(Exercise task a): Reproduce the listing lines word for word, starting at the line that contains "Tag one point on each instance of the pine" and running through the last line of the listing.

(Document text):
In case an updating procedure on the assignment entry is needed, S36, a corresponding update is performed considering the location of the change point. The aim of the updating procedure is to move hosts to the second ring port if they are reachable now over the second ring port. Further the updating procedure comprises an update of the distance information for the hosts or/and a deleting of hosts if they are not reachable anymore.

In the following the Ethernet ring node adapted to perform the present invention is described with reference to Fig.4.

Fig.4 depicts an Ethernet ring node, 100, comprising a plurality of ports, 110, 120, 130. The ports are adapted to connect at least one host, 130. In this context, the ports are called host ports. Further there are two ring ports, 110, 120 being adapted to connect the adjacent Ethernet ring nodes.

(Exercise task b): Write out the Ethernet ring node passage word for word, beginning at the words "In case an updating" and stopping after "reference to Fig.4.".

(Dataset):
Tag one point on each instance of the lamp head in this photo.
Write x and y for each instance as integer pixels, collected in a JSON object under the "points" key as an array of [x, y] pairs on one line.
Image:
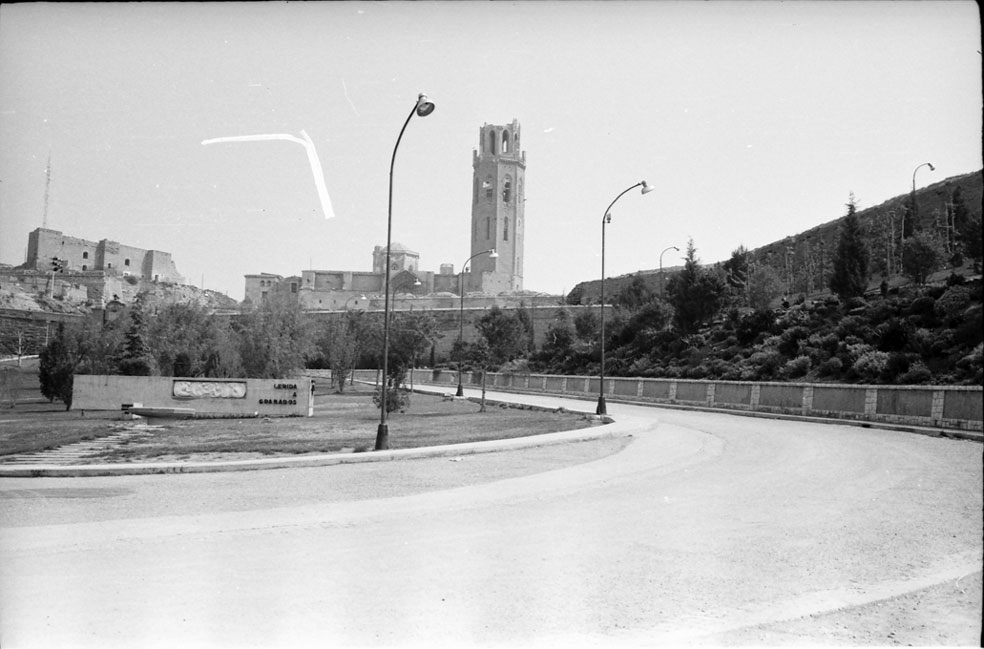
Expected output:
{"points": [[424, 105]]}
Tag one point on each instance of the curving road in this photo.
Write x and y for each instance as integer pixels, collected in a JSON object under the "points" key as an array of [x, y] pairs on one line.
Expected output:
{"points": [[700, 528]]}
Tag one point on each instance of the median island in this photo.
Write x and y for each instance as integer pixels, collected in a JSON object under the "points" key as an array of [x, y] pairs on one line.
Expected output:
{"points": [[342, 423]]}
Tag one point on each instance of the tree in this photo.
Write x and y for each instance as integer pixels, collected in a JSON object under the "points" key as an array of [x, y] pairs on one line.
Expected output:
{"points": [[506, 335], [736, 270], [764, 286], [635, 295], [850, 276], [180, 338], [341, 344], [694, 292], [920, 257], [968, 227], [56, 368], [273, 339], [136, 359]]}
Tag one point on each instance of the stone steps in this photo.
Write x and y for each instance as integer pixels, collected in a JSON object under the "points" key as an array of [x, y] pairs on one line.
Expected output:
{"points": [[78, 452]]}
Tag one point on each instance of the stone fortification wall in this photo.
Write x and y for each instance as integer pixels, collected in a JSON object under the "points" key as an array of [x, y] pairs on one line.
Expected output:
{"points": [[206, 397], [934, 406]]}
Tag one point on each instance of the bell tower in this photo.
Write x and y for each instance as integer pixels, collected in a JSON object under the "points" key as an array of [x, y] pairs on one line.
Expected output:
{"points": [[498, 210]]}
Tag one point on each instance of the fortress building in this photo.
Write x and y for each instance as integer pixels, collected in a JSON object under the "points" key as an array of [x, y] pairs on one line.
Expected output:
{"points": [[81, 255]]}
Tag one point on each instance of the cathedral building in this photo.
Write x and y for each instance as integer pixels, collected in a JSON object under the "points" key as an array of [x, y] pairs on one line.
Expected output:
{"points": [[497, 222]]}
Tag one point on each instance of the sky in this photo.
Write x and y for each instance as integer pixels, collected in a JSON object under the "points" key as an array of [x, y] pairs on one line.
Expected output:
{"points": [[751, 120]]}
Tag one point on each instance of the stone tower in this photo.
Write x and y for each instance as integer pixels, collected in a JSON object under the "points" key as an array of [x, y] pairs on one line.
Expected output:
{"points": [[498, 202]]}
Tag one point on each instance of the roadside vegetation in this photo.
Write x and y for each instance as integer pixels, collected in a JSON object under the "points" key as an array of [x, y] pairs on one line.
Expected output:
{"points": [[341, 423]]}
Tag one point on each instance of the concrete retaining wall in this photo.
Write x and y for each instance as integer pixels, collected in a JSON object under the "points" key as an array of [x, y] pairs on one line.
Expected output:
{"points": [[207, 397], [952, 407]]}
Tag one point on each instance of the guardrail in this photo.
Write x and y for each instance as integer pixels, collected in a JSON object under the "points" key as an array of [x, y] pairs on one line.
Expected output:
{"points": [[952, 407]]}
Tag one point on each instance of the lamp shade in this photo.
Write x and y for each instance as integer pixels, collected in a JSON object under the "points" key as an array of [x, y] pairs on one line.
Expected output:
{"points": [[424, 105]]}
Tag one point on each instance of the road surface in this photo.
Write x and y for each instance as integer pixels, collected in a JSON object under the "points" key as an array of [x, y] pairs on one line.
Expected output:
{"points": [[700, 528]]}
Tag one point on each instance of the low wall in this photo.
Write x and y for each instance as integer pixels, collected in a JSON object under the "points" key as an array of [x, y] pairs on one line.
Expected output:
{"points": [[954, 407], [207, 397]]}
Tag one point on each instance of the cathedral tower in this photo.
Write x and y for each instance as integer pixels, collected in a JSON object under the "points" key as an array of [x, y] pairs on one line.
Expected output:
{"points": [[498, 201]]}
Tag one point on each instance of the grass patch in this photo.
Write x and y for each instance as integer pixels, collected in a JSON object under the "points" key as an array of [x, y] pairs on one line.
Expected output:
{"points": [[341, 423]]}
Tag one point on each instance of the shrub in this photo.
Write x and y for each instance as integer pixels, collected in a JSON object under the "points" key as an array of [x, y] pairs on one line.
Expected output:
{"points": [[831, 367], [396, 399], [916, 375], [789, 340], [898, 364], [870, 365], [952, 304], [797, 367]]}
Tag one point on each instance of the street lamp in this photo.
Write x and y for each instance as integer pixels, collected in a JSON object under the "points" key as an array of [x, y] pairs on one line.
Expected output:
{"points": [[461, 312], [602, 409], [423, 108], [661, 282], [907, 231]]}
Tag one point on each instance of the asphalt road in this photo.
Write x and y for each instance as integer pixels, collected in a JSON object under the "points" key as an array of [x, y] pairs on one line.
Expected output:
{"points": [[700, 528]]}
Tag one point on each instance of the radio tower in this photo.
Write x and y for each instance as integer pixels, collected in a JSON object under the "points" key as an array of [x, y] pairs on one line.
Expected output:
{"points": [[47, 184]]}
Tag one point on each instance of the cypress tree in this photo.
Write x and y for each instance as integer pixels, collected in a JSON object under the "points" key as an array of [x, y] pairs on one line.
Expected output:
{"points": [[850, 276]]}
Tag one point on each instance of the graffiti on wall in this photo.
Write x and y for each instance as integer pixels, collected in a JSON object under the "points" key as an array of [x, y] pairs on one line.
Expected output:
{"points": [[209, 389]]}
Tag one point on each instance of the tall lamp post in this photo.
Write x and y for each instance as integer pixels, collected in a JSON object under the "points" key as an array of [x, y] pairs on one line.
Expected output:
{"points": [[907, 231], [661, 282], [602, 408], [461, 312], [423, 108]]}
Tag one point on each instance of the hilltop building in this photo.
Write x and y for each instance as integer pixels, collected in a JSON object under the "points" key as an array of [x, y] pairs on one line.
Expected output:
{"points": [[105, 255], [497, 221]]}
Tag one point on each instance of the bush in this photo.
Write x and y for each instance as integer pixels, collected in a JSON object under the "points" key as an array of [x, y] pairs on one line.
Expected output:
{"points": [[897, 365], [831, 367], [918, 374], [789, 340], [396, 399], [952, 304], [870, 365], [797, 367]]}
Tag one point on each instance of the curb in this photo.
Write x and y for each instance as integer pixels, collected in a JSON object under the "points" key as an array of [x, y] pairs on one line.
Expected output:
{"points": [[609, 430], [950, 433]]}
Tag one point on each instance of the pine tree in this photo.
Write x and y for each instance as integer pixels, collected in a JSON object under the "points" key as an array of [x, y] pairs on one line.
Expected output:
{"points": [[850, 276]]}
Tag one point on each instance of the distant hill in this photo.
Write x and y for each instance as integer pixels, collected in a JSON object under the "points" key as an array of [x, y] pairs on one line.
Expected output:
{"points": [[804, 261]]}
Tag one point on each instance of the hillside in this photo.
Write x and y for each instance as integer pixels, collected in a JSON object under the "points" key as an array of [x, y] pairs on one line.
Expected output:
{"points": [[803, 262]]}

(Answer a):
Tag one point on each instance of the pine tree in this photo.
Write x and y for each instance as integer pixels, collected in a JSON object under the "points" key as an array of [x, y] pairs on one line.
Expected output:
{"points": [[850, 276]]}
Tag one point on each instance of the distant hill in this photo.
Write x and y for each instance as integer pixels, collected in a JSON object under the "points" key as an array of [x, y] pairs on one line.
Expected output:
{"points": [[804, 261]]}
Tag one point on each instance of the hillside in this photo.
Write x and y for each instance as integer pixels, collected in a JSON object under the "points" key as an array of [x, y] pairs on one line.
Expected output:
{"points": [[803, 262]]}

(Answer b):
In case an updating procedure on the assignment entry is needed, S36, a corresponding update is performed considering the location of the change point. The aim of the updating procedure is to move hosts to the second ring port if they are reachable now over the second ring port. Further the updating procedure comprises an update of the distance information for the hosts or/and a deleting of hosts if they are not reachable anymore.

In the following the Ethernet ring node adapted to perform the present invention is described with reference to Fig.4.